Write out again only the lines running from the one that contains "navy snow pants | outline every instance" to the end of the records below, including both the first and the last.

(Data entries)
....

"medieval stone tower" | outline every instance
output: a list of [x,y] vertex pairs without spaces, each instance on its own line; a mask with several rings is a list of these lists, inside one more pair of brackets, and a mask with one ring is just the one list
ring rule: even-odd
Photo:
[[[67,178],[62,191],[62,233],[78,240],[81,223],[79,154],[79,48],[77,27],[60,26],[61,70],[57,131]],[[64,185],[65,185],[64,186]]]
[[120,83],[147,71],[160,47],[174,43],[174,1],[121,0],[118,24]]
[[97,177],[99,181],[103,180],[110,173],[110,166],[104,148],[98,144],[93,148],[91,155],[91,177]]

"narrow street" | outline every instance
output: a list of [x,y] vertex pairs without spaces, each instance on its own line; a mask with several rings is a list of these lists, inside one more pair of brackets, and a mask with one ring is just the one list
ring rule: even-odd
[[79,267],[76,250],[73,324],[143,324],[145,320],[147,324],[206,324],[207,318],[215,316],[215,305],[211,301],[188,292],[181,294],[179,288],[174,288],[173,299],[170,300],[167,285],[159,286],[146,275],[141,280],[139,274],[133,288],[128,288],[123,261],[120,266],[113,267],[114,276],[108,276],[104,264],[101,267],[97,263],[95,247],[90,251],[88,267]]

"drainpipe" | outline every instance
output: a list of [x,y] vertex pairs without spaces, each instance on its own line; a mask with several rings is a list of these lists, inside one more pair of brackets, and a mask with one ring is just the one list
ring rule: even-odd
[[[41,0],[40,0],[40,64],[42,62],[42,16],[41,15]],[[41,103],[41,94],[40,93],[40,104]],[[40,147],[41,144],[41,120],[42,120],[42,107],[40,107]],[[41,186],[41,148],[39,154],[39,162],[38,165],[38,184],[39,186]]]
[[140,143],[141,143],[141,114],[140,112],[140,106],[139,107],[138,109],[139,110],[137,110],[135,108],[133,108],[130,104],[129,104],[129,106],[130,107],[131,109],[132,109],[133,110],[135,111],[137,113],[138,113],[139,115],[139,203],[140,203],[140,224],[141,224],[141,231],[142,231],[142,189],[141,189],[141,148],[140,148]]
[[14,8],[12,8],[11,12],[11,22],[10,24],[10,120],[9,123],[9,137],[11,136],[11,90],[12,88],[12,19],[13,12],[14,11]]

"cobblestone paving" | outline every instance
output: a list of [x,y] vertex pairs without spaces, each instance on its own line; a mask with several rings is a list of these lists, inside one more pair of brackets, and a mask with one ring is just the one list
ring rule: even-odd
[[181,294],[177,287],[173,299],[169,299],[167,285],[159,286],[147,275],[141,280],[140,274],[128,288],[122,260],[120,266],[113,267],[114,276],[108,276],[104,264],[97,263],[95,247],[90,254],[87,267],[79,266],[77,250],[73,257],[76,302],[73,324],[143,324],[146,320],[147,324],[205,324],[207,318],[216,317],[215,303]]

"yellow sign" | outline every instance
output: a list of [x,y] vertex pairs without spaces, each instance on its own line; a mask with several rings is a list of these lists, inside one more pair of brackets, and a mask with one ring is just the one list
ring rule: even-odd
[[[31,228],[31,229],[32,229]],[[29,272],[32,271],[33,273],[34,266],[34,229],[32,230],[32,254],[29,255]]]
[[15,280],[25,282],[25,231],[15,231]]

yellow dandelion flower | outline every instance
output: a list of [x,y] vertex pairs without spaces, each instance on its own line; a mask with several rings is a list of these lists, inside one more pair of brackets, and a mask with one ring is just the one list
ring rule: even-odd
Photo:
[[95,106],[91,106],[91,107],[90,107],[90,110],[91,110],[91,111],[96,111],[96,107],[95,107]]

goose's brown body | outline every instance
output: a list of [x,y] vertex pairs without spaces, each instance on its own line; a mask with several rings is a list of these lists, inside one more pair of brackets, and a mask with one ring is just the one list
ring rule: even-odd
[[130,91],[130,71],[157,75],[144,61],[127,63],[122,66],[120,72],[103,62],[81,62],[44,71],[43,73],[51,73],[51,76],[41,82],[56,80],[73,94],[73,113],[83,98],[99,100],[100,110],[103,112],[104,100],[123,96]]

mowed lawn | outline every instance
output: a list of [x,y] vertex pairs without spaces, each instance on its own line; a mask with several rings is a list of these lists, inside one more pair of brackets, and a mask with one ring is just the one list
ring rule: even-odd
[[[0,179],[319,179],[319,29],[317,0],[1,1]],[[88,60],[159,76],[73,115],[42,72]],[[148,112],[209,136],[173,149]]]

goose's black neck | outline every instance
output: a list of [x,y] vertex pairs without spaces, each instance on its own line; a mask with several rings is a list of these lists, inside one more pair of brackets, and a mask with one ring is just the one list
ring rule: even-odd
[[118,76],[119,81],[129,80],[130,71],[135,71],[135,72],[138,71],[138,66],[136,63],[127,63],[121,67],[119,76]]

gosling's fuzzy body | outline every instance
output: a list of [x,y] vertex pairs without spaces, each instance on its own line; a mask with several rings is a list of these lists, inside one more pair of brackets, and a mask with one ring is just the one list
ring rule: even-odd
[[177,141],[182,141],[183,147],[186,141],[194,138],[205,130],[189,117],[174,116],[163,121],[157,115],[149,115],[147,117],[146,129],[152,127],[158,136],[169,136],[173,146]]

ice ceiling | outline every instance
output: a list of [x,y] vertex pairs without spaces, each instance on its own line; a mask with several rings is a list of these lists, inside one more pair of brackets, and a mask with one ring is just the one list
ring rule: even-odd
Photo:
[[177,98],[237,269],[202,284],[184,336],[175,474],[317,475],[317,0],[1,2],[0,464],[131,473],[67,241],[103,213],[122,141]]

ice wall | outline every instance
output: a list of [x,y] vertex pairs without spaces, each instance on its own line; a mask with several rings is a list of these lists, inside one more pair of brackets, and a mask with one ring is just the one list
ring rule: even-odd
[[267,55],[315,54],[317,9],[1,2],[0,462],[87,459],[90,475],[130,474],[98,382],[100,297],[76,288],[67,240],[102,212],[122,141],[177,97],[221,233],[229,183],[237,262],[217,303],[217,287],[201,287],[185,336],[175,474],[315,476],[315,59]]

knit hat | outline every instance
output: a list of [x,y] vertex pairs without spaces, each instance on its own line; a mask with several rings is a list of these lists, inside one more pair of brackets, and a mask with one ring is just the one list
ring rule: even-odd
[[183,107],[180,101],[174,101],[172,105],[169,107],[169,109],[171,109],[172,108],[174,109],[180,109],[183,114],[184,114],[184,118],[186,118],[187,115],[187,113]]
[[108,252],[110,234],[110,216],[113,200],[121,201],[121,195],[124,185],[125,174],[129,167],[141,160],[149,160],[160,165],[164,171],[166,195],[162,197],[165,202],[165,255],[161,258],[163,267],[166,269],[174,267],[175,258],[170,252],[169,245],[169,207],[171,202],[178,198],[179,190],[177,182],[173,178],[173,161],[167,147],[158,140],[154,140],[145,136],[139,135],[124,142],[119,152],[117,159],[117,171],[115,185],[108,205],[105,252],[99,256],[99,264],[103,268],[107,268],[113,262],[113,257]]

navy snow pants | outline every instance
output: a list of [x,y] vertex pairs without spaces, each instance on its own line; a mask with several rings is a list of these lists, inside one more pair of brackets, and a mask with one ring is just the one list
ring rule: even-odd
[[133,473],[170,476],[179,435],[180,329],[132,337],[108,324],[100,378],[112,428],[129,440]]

....

[Expected output]
navy snow pants | outline every instance
output: a list of [x,y] vertex pairs without spaces, each instance on its own line; a mask with several rings is a list of these lists, inside one more pair of brackets, and a mask with one ring is just the one list
ring rule: even-odd
[[133,473],[170,476],[179,435],[180,329],[132,337],[108,324],[100,378],[112,428],[129,440]]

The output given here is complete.